• **The request**:
Which lines of the material below contain the word "mark"? Gather each of them and copy it in full.

######

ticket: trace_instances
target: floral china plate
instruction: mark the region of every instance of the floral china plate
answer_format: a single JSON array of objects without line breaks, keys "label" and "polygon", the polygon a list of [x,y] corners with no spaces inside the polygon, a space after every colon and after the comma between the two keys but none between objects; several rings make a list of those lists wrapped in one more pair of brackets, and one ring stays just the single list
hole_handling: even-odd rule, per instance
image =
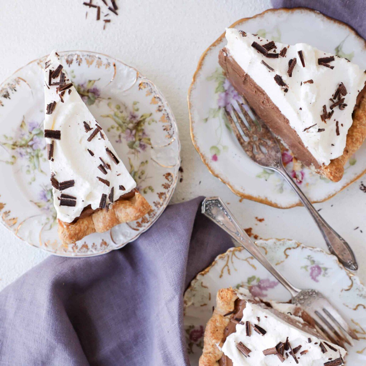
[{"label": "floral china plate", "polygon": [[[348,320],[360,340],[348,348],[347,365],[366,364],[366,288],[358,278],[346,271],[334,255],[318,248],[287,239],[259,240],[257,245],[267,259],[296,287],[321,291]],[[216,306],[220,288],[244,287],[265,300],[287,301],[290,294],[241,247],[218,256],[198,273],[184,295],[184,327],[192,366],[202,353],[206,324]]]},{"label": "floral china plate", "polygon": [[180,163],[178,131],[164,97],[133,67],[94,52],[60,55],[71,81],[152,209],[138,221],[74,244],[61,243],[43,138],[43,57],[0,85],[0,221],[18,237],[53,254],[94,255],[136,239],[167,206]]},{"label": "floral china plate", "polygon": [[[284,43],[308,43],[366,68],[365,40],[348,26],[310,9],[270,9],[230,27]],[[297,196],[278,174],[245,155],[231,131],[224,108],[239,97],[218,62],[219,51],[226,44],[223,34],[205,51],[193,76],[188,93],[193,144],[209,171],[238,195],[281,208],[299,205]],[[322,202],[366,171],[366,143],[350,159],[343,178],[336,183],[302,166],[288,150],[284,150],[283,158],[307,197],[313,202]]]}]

######

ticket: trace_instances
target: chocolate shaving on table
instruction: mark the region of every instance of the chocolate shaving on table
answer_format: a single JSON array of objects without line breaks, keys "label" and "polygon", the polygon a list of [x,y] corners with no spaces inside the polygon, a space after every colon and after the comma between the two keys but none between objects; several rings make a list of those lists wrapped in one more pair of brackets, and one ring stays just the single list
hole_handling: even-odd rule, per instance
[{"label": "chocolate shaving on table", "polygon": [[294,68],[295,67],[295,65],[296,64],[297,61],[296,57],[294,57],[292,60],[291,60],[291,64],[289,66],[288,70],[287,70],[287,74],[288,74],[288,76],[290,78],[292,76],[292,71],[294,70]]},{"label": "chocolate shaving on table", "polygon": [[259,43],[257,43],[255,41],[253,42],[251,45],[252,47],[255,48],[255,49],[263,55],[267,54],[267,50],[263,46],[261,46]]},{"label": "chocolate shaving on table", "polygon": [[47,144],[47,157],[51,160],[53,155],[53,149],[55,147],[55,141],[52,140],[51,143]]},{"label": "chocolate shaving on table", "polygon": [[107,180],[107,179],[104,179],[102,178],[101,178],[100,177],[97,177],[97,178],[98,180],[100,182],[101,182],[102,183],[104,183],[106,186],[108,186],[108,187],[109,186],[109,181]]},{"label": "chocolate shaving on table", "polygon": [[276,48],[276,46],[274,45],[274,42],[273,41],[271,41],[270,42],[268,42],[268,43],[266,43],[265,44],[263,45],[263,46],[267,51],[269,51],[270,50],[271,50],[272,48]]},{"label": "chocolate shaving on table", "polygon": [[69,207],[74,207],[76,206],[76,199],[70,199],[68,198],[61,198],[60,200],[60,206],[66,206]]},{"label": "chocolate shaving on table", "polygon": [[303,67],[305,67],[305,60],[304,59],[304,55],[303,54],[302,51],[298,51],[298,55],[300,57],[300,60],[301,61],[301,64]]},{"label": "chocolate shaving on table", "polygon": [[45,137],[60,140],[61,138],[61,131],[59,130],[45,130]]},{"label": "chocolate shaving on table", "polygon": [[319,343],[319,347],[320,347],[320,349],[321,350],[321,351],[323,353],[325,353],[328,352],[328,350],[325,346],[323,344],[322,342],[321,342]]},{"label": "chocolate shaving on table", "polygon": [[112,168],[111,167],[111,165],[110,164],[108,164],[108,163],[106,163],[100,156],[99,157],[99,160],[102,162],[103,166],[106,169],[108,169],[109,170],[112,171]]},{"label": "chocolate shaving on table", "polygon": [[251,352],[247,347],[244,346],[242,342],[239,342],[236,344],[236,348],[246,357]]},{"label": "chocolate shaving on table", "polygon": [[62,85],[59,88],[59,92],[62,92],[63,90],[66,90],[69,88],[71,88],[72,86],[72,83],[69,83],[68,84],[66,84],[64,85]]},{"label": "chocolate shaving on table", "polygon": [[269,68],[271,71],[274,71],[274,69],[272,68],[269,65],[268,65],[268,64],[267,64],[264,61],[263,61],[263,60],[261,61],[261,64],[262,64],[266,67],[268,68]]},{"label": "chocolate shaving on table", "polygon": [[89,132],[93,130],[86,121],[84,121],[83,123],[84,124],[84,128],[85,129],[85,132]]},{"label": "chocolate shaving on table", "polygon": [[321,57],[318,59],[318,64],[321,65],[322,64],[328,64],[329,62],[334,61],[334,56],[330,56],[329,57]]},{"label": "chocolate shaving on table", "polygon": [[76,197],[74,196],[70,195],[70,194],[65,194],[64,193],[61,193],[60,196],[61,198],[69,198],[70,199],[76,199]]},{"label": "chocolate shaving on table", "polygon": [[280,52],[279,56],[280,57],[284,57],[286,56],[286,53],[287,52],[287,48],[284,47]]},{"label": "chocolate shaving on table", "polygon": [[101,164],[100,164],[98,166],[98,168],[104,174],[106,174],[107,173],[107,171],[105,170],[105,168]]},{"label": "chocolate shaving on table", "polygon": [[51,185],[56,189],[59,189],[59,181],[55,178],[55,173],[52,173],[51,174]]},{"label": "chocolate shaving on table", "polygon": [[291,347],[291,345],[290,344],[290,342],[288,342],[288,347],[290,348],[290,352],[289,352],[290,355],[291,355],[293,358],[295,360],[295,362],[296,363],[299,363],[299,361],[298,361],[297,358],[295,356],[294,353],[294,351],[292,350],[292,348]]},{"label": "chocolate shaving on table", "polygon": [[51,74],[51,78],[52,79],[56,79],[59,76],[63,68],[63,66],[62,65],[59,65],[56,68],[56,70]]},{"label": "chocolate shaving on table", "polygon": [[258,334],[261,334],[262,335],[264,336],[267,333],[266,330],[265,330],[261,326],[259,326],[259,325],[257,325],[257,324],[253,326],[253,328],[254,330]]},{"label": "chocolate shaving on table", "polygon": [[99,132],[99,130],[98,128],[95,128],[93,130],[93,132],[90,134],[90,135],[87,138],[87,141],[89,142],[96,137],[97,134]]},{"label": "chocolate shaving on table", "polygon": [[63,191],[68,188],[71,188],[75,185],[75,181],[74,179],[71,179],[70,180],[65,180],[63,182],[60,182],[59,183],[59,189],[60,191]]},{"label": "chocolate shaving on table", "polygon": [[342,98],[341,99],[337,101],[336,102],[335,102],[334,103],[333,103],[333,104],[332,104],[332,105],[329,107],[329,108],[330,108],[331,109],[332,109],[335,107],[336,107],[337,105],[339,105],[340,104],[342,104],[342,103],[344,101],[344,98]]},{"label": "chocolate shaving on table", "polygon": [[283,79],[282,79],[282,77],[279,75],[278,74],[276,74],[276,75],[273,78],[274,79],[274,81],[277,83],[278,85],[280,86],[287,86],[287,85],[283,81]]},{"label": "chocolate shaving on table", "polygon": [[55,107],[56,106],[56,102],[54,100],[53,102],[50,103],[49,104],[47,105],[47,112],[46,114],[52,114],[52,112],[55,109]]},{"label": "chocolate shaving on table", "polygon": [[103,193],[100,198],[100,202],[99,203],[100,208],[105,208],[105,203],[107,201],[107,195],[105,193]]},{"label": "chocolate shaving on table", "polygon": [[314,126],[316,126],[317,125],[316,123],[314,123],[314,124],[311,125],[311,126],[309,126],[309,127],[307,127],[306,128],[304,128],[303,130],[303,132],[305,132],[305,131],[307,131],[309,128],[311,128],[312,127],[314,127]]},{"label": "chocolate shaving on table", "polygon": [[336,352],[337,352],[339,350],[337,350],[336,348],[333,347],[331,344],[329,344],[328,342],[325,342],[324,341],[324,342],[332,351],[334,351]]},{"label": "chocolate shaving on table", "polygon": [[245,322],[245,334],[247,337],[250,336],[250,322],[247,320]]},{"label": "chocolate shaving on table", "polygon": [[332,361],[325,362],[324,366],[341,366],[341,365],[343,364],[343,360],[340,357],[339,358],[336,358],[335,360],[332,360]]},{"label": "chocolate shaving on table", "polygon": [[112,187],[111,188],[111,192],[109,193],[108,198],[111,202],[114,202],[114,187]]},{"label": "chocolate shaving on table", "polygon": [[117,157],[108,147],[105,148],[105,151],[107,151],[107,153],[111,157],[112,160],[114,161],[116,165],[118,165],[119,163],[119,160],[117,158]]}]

######

• **Reply**:
instruction: mark the region of every instance of the floral china plate
instruction: mark the region of every instance of the chocolate shaving on table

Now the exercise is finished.